- Task brief: Could you transcribe the material below exactly, without leaving out a single line?

- Records provided:
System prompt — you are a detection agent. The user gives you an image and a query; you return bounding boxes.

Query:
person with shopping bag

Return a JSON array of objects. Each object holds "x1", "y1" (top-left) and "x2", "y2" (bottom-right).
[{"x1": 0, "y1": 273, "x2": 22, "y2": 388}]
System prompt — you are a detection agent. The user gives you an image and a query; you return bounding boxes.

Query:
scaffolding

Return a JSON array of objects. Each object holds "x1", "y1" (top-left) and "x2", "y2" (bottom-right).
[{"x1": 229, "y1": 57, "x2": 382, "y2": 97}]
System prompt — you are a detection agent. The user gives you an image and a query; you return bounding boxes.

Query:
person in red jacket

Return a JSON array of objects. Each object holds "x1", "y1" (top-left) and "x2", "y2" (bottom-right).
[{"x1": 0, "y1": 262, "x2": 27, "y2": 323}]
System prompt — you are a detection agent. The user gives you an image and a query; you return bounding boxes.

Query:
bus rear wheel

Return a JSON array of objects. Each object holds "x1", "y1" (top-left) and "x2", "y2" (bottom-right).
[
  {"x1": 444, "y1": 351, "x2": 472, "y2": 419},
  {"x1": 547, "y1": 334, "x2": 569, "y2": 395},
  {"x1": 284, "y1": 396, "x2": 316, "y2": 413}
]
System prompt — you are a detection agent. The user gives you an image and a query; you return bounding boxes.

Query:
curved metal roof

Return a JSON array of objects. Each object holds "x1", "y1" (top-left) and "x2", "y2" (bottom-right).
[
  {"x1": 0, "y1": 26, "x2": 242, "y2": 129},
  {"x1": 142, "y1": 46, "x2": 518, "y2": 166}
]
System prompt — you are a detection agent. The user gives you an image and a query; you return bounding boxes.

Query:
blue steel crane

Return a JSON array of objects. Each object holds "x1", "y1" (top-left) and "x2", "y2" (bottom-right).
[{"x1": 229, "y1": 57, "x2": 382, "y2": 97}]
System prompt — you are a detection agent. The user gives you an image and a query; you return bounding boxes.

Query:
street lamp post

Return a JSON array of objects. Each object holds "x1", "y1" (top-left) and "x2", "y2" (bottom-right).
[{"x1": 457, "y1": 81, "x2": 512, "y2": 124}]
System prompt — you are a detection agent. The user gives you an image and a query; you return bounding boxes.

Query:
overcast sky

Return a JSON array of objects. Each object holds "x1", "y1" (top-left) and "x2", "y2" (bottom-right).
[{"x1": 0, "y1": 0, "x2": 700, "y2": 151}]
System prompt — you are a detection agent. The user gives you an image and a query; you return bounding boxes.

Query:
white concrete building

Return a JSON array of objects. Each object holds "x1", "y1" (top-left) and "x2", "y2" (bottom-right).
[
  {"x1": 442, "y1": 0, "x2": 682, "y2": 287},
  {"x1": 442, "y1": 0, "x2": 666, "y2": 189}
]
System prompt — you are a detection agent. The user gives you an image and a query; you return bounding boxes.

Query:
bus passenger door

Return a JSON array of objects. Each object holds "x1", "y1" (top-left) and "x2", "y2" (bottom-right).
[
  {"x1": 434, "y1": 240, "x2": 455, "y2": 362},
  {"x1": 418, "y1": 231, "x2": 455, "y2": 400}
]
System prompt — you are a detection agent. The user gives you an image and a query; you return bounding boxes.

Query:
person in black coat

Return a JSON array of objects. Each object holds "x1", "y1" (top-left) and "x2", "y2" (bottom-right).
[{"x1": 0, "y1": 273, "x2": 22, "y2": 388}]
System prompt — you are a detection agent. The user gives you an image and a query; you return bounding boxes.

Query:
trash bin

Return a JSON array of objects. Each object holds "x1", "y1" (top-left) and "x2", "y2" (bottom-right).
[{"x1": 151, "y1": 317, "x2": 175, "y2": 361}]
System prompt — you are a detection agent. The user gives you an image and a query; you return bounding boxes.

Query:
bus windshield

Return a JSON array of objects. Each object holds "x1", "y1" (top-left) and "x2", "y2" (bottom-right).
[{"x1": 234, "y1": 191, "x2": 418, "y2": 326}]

- Output for this exercise:
System prompt — you are a detection agent. The user gives you an image and a query; you return bounding boxes.

Query:
person with shopping bag

Return a JSON array of objects. Each object holds "x1", "y1" (top-left) and "x2", "y2" (bottom-right).
[{"x1": 0, "y1": 273, "x2": 22, "y2": 388}]
System prompt — you are a detection agent. The user gives you an image and a query; you return bounding boxes.

Query:
scaffolding

Return a JSON array of objects. Each object holds "x1", "y1" (top-left) and "x2", "y2" (bottom-right).
[{"x1": 229, "y1": 57, "x2": 382, "y2": 97}]
System prompt — you are a detection agent. The user gives you an image and a query; you return bounding boxes.

Query:
person in red jacket

Return a JSON array of objects. Each object holds "x1", "y1" (top-left) and "x2", "y2" (bottom-right).
[{"x1": 0, "y1": 262, "x2": 27, "y2": 323}]
System prompt — you are a detection agent. The user gives you an image and a query; you return bounding boxes.

Query:
bus rear wheel

Return a JSON array of objects. Each object holds "x1", "y1" (top-left) and "x2", "y2" (bottom-right).
[
  {"x1": 444, "y1": 351, "x2": 472, "y2": 419},
  {"x1": 547, "y1": 334, "x2": 569, "y2": 395},
  {"x1": 284, "y1": 396, "x2": 316, "y2": 413}
]
System prompt — you are a detection agent. The user gives you an image and a query; you return bounding boxes.

Query:
curved metal roof

Return a JSON array of objects. Each object holds "x1", "y1" (top-left) and "x2", "y2" (bottom-right).
[
  {"x1": 0, "y1": 26, "x2": 242, "y2": 129},
  {"x1": 142, "y1": 46, "x2": 518, "y2": 166}
]
System prompt — you are a detection agent. The user gives you an image and a query; you return bounding boxes.

Query:
blue steel crane

Return a JSON array of objects. Each object holds "x1", "y1" (top-left) and "x2", "y2" (bottom-right).
[{"x1": 229, "y1": 57, "x2": 382, "y2": 97}]
System prompt — you are a detection agent. The user gives you an image and a query; you return bounding boxes.

Query:
street lamp post

Return a JSON array of objects. Each object holds "x1", "y1" (top-left) and "x2", "y2" (bottom-right).
[{"x1": 457, "y1": 81, "x2": 512, "y2": 124}]
System prompt — you are a detection agent. The user gives you an image and a query; you return bounding boxes.

Query:
overcast sky

Return a JSON array of objects. Each object holds "x1", "y1" (top-left) and "x2", "y2" (bottom-right).
[{"x1": 0, "y1": 0, "x2": 700, "y2": 151}]
System prompt — you are a detection agent. The user gives you an image and a query; you return bounding boxes.

Query:
white concrete building

Return a JSON array of objects. Each object holds "x1", "y1" (top-left) and "x2", "y2" (bottom-right).
[
  {"x1": 442, "y1": 0, "x2": 682, "y2": 287},
  {"x1": 442, "y1": 0, "x2": 666, "y2": 189}
]
System prompt — you are a detection agent. The user gives you an image and a query; you return bounding boxes.

Query:
bus passenger door

Return a JSON array of objects. Each object holds "x1", "y1" (top-left) and "x2", "y2" (bottom-right).
[
  {"x1": 434, "y1": 240, "x2": 455, "y2": 362},
  {"x1": 418, "y1": 231, "x2": 455, "y2": 400}
]
System prompt — you are a detection agent. The user gives you an image and a query; you return bounding boxes.

Query:
person in black coat

Return a JSON array of objects. Each object holds "x1", "y1" (top-left) and "x2", "y2" (bottom-right).
[{"x1": 0, "y1": 273, "x2": 22, "y2": 388}]
System prompt — you are a detection agent. The user gives you an image and a query; you return bounding boxes.

Query:
trash bin

Return a JSON array of objects. Each object holds "x1", "y1" (top-left) and "x2", "y2" (bottom-right).
[{"x1": 151, "y1": 317, "x2": 175, "y2": 361}]
System prompt — you are a detection agent. The user gives you an image and a query; you return bounding boxes.

Query:
bus windshield

Return a JSON array of objects. Each object holds "x1", "y1" (top-left) and "x2", "y2" (bottom-right).
[{"x1": 234, "y1": 191, "x2": 418, "y2": 326}]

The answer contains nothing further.